## [Work order]
Summarize the text about taking leftover biryani on a flight in two sentences.

## [Selected extract]
Published on 12:00 AM, April 21, 2017

United we stand, overbooked we fall

My show hosts in Dallas, Texas treat me to a sumptuous biryani dinner. Being a wise man with an early morning flight the following day to San Diego, California, I decide to take a doggie bag. After all, it will be a cost effective lifesaver for the three-hour flight where I have to pay an arm (with no arm rest) and a leg (with no leg room) for everything from a sandwich to water, pillow, blanket, movie, hell, perhaps even the seatbelt and oxygen.

Before boarding my flight, I walk into an airport eatery, otherwise known as aviation highway robbers, charging USD 15 for a small bottle of water. I buy nothing, and ask the server, to her utter disbelief, to warm up my Styrofoam container of kachchi biryani. To add to her shock, I ask her, "Ma'am, could you please give me a plastic fork and a knife, strong ones please?" Even these utensils on board would cost more than a Monno Ceramic bone china dinner set.

Thirty minutes into the flight, the scalpers, er, flight attendants come down the aisle, pimping pathetic dry bagel sandwiches available for purchase for a small fortune. A culinary delight nevertheless, when imprisoned inside a steel tube at 35,000 feet.

Meanwhile, I take out my Styrofoam container. I slowly open the lid, emitting an aroma that mesmerises 150 starving passengers and crew members into salivating like the Pavlov canine. And mind it, this is 'bashi' biryani, a good 24 hours old, the eastern version of aging with grace, and heated up by the disbelieving server just a half hour ago.

A Southern man couldn't resist saying, "That sure smells, looks and I bet tastes good."

## [Study material]
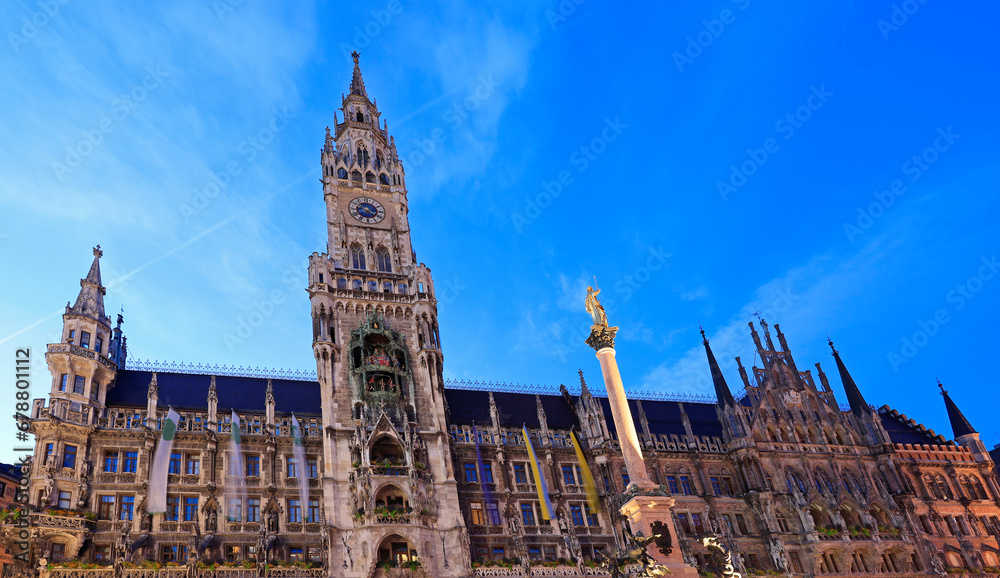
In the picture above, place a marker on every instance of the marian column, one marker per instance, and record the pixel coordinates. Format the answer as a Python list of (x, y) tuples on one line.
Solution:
[(646, 506)]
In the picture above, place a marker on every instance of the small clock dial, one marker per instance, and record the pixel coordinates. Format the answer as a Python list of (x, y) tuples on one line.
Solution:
[(367, 210)]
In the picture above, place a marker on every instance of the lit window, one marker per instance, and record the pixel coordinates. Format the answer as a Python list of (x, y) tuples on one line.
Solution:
[(234, 510), (128, 465), (126, 506), (476, 517), (110, 462), (174, 466), (253, 510), (253, 465), (492, 513), (173, 508), (190, 509), (105, 507), (69, 456)]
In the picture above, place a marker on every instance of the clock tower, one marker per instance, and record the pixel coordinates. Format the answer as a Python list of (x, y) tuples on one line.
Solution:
[(388, 479)]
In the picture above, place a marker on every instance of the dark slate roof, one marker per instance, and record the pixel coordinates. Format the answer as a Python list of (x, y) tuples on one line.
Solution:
[(189, 391), (515, 409), (11, 471), (901, 431)]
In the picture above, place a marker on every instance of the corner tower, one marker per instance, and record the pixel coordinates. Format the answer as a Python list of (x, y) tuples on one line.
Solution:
[(379, 360)]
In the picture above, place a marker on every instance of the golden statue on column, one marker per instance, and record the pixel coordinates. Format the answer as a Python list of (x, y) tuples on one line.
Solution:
[(646, 506)]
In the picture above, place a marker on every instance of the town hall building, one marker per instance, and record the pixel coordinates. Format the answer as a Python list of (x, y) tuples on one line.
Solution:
[(406, 472)]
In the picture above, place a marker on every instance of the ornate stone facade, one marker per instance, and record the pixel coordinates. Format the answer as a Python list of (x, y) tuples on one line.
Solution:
[(402, 469)]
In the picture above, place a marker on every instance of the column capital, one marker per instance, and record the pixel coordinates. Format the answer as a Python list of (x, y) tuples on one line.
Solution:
[(602, 337)]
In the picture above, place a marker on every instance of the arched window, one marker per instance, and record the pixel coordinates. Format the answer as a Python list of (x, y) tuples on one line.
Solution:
[(978, 486), (943, 487), (383, 260), (357, 257)]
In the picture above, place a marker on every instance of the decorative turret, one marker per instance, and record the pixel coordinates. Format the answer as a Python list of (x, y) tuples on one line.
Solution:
[(722, 394), (88, 357), (858, 404), (965, 434)]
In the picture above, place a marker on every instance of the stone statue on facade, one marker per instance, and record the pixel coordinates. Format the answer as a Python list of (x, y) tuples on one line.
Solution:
[(595, 308), (728, 571)]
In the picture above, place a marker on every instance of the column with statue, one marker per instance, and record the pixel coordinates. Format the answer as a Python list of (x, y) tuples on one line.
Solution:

## [Task result]
After a biryani dinner with show hosts in Dallas, the narrator takes the leftovers in a doggie bag for a morning flight to San Diego, expecting to pay for everything on board, and gets an airport eatery server to warm them up without buying anything. When flight attendants come around selling dry bagel sandwiches, the narrator opens the day-old biryani, whose aroma has passengers and crew salivating and prompts a Southern man to praise how it smells and looks.